• Extract
'''

On one occasion in 1993 I published a book of short stories – The Street and Other Stories. My publisher, Steve MacDonogh of Brandon, decided to go for a 20-second radio advertisement on RTÉ. The advert was as follows: “This is Gerry Adams speaking. My new book is called The Street and Other Stories and it’s on sale in good book shops in the 32 counties. Most of the stories are about ordinary people and everyday events and there’s a fair bit of craic in them also. That’s The Street and Other Stories and this is Gerry Adams. I think you might enjoy it. Slán."

RTÉ refused to carry the ad and Steve took the case to the Dublin High Court. The former Labour Party Minister, Conor Cruise O’Brien, testified in defence of banning the advertisement. He claimed that my short stories were thinly disguised propaganda for the IRA. In his submission O’Brien argued that while the advert was not political the opening words would offend and corrupt the Irish public.  “I have in mind,” he said, “the opening words ‘This is Gerry Adams speaking.’” The court found in favour of RTÉ and Section 31.

'''

• Point placement records
'''

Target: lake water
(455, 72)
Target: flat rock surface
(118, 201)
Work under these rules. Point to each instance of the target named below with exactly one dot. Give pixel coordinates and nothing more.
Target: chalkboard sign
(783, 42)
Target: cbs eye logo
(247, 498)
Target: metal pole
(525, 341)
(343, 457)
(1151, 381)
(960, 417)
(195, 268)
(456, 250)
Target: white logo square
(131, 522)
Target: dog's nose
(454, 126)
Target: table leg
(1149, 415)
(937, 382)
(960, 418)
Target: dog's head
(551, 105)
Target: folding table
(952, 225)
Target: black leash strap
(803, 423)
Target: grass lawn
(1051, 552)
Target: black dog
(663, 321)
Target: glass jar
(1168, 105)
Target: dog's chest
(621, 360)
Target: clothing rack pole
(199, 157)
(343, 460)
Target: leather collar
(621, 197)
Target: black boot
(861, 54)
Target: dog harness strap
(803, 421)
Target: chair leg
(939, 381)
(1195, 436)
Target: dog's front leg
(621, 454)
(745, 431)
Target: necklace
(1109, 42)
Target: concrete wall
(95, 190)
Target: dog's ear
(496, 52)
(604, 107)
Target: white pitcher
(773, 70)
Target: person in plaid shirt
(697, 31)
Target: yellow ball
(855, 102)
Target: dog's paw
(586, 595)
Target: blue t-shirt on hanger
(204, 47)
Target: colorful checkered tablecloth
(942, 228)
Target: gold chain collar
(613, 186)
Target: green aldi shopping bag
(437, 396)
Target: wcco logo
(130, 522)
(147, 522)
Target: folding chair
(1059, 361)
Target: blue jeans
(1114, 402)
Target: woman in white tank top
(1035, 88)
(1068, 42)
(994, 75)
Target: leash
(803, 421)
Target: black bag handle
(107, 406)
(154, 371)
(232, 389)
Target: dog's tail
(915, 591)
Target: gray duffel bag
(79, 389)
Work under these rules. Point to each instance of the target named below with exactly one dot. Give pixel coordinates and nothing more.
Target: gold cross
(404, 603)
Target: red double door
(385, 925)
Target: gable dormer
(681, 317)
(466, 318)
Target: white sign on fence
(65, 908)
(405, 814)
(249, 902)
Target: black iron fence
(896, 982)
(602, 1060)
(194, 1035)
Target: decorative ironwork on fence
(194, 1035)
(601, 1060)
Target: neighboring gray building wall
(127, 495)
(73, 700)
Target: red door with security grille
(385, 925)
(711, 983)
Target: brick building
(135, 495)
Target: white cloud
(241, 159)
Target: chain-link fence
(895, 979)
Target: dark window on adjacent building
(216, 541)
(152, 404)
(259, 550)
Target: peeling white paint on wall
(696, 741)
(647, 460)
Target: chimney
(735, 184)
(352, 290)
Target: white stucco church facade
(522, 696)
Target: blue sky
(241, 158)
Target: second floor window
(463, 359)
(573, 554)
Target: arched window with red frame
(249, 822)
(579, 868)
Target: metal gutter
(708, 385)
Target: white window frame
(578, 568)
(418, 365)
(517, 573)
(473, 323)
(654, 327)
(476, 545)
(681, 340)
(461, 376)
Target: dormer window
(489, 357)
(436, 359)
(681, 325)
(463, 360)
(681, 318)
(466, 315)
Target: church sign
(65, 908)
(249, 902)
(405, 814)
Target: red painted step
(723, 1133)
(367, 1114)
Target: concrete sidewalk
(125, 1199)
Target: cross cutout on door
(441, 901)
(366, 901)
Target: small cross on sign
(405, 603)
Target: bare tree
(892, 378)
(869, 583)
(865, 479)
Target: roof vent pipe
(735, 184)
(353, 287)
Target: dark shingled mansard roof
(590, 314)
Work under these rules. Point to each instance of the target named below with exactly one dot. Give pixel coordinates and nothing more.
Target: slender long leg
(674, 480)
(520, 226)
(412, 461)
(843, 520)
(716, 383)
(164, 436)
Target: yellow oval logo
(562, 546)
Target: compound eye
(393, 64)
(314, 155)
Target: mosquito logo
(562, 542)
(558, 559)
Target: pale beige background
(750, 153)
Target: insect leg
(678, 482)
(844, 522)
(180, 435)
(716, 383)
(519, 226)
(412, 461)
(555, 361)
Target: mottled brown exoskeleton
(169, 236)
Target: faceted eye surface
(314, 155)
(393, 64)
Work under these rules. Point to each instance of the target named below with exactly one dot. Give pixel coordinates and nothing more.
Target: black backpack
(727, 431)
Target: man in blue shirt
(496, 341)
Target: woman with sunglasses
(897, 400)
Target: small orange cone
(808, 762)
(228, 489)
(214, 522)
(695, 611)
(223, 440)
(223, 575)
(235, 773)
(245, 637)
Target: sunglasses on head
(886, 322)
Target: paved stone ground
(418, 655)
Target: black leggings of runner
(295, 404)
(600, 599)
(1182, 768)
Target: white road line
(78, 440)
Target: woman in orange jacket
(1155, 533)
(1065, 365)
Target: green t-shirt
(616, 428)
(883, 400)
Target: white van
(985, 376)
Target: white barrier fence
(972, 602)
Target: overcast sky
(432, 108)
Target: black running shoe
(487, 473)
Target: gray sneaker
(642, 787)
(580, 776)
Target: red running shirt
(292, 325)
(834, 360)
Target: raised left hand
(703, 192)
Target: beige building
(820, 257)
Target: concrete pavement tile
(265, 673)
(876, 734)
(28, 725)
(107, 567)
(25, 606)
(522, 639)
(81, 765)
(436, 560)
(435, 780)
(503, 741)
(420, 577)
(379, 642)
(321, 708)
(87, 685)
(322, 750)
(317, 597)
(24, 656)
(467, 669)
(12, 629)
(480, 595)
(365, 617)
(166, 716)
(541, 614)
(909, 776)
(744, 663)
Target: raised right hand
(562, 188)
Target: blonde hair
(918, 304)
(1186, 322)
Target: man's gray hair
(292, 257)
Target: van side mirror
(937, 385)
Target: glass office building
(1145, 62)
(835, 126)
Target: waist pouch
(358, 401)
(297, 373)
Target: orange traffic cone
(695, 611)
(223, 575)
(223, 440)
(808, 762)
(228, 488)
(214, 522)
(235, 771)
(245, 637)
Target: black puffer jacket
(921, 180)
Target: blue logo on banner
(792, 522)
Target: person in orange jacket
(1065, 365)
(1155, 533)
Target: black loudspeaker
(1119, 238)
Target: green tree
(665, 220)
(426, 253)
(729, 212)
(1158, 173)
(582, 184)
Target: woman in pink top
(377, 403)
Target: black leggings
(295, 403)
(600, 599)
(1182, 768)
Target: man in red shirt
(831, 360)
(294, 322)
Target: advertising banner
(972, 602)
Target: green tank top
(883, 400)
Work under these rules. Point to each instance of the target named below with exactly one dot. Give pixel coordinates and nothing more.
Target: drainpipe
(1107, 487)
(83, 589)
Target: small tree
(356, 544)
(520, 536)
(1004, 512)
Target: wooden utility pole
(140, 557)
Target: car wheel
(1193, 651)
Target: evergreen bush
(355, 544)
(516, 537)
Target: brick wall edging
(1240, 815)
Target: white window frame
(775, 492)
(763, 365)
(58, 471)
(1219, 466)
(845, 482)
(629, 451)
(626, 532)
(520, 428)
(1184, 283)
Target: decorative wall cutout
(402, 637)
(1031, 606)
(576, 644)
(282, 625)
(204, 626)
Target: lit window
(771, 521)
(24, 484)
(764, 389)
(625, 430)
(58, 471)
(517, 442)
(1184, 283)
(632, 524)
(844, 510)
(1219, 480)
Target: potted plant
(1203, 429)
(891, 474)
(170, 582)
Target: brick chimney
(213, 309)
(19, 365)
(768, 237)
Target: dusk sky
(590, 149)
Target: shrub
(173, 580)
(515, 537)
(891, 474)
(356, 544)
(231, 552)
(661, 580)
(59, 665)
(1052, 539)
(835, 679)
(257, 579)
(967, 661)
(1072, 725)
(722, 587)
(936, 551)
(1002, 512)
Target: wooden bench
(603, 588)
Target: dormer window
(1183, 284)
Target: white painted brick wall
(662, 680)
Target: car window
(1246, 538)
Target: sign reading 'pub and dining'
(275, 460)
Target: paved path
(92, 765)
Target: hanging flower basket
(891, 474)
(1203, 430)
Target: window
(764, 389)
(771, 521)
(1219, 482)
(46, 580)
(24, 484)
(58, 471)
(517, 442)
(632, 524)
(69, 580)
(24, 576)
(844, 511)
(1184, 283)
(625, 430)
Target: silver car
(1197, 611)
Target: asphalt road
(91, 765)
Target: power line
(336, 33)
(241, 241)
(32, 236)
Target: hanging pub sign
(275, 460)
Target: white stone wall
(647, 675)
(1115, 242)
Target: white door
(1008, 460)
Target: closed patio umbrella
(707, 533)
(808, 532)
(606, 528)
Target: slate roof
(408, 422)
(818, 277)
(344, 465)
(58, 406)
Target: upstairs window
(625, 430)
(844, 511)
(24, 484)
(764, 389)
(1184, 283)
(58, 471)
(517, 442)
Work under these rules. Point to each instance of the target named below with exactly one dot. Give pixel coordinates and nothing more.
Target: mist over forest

'''

• Exercise requirements
**1.** Using the account of the banned radio advertisement, answer each question:
(a) Who published the book of short stories?
(b) To which court did the publisher take the case?
(c) What did Conor Cruise O'Brien claim the short stories were?
**2.** Can you resume the account of the banned radio advertisement, starting after its last sentence?

• Answers to the problems
**1.**
(a) Steve MacDonogh of Brandon
(b) The Dublin High Court
(c) Thinly disguised propaganda for the IRA

**2.**
In three years – 2026 – RTÉ will celebrate 100 years as a public service broadcaster. The new Authority and management need to demonstrate that they are in fact and in action a national broadcaster – a real public service broadcaster for all the people of the island of Ireland. 

Tony Bennett: Singer, painter, activist 

I AM a longtime fan of Tony  Bennett. News of his death at the fine age of 96 brings an end to an amazing life and a wonderful singing career lasting over sixty years. In more recent times this column reviewed an album he did with Lady GaGa. Cheek to Cheek is an invigorating stroll through some old favourites like Anything Goes alongside more modern melodies. Tony Bennett was then 94 years of age. He was  also suffering from Altzeimer's. You wouldn’t know that from listening to him singing on that album.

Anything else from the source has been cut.